• [Work to do] Copy each of the items below word for word, keeping every line as it appears.

• [Data for this exercise]

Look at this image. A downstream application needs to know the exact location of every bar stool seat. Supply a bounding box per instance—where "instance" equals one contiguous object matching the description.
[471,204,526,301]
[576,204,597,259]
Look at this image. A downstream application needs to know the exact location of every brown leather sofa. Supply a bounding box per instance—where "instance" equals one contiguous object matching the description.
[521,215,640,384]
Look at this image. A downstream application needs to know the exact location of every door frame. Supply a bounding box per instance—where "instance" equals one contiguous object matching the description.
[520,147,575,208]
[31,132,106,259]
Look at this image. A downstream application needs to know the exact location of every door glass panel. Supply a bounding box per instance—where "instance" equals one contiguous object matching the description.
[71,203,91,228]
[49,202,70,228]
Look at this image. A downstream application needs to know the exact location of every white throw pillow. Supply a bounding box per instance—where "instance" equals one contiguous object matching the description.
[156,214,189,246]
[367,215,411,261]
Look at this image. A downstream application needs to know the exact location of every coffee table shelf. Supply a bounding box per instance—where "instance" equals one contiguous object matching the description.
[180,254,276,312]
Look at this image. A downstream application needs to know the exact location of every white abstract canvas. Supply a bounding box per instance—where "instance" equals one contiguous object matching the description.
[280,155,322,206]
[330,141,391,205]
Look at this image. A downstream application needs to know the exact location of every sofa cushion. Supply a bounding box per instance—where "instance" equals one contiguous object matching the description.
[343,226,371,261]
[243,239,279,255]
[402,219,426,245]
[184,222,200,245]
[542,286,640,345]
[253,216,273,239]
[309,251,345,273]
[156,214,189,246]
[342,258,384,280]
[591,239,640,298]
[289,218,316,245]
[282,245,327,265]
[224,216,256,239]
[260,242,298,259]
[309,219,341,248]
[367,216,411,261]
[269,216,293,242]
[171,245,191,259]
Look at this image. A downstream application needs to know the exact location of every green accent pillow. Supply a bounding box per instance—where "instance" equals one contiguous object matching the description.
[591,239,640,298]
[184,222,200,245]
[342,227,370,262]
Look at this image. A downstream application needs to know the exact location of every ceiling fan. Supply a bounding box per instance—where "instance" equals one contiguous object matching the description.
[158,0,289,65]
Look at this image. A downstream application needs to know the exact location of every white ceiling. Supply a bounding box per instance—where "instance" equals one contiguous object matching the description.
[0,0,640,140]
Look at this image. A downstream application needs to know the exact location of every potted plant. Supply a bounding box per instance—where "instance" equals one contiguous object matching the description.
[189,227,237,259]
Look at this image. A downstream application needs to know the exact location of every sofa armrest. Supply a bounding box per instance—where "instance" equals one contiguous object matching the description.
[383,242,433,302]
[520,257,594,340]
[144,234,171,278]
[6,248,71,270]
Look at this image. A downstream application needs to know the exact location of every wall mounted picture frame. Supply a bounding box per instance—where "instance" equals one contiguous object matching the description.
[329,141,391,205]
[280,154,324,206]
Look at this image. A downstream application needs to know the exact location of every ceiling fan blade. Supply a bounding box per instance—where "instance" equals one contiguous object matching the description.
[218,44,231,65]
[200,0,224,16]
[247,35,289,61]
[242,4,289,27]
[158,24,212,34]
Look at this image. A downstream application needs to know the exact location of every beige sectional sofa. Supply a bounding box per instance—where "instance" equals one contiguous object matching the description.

• [Written answer]
Look at this image. A downstream application needs to know the exact location of every bar stool seat. Supply a bounding box per instance—where "instance" equals one contiguous object matching the description.
[471,204,526,301]
[576,204,597,259]
Look at this image. A downstream application needs to know the exact location of every brown leather sofa. Supply a bounding box per instance—where "instance" equals one contiguous object matching the description.
[521,215,640,384]
Look at this image. A downstream application needs to know the exact location of every door frame. Supply a bounding box per instance—where "instance" equals one contiguous object matching the description.
[520,147,575,208]
[31,132,106,259]
Look at this image. A downstream application needs to know the exact location of every door glass panel. Supply a bounding box per instance—where "instance" equals one contiguous object matching the description.
[71,203,91,228]
[49,202,70,228]
Look at this image. A downstream application needs to know the exact location of every white throw pillow. Supply a bounding box per instance—where "instance" equals one contiguous object matching the description.
[156,214,189,246]
[367,215,411,261]
Look at this image. A downstream application needs to know the exact location of every coffee table shelf. Supply a bounding box per instance—where "instance" equals one contiguous object matching the description.
[180,254,276,312]
Look at this image. A downstream application needs to know the exact location of every white abstract canvas. Supply a bounding box per instance—where "instance" equals one contiguous object matching the description.
[280,155,322,206]
[330,141,391,205]
Look at this image. A downstream application needs to know the exact location of every sofa cushion. Supply a bounding box per instance—where "instance" equals one contiguous object matching the description.
[343,226,371,261]
[243,239,279,255]
[402,219,426,245]
[184,222,200,245]
[542,286,640,345]
[253,216,273,239]
[309,251,345,273]
[156,214,189,246]
[342,258,384,280]
[591,239,640,298]
[289,218,316,245]
[282,245,327,265]
[224,216,256,239]
[260,242,298,259]
[309,219,341,248]
[367,216,411,261]
[269,216,293,242]
[171,245,191,259]
Look at this image. A downstream application needs to know the exact location of every green accent pillow. Supply a bounding box per instance—where "instance" equals one contiguous object matching the description.
[591,239,640,298]
[184,222,200,245]
[342,227,370,262]
Look at this image. A downstream application needs to know the exact location of every ceiling fan. Supply a bounding box per instance—where "instance" equals one contiguous object matching the description.
[158,0,289,65]
Look at this image. A downstream application needs to know the exact location of every white ceiling. Supply a bounding box per instance—where "instance" equals one contiguous object matching the description.
[0,0,640,140]
Look at this image. A downstream application needs to know the exact location of every potted plant. Supply a bounding box per instance—where "instance" equals one contiguous object matching the description.
[189,227,237,259]
Look at this image. A downstream application needs to know the exact location of every sofa armrest. Supply a bounding box per instance—where "instance" equals one contiguous object matching the description.
[383,242,433,302]
[520,257,594,340]
[144,234,171,278]
[6,248,71,270]
Look at this image. A downstream application needs to know the exact location of every wall mounted picture frame. Supply a bounding box per instance—where "instance" equals one contiguous object matching the description.
[329,141,391,205]
[280,154,324,206]
Look at this image. A downstream application needs to know the exact location of every ceiling fan blade. Supply a bounding box per instance—where "instance" equals one contiguous object matching the description.
[218,44,231,65]
[200,0,224,16]
[247,35,289,61]
[242,4,289,27]
[158,24,212,34]
Look at this image. A downstream application needs to know the exact location of every beige sectional sofa. Supply a bounding box per instance—where "instance" equals one contiguous object matching the description.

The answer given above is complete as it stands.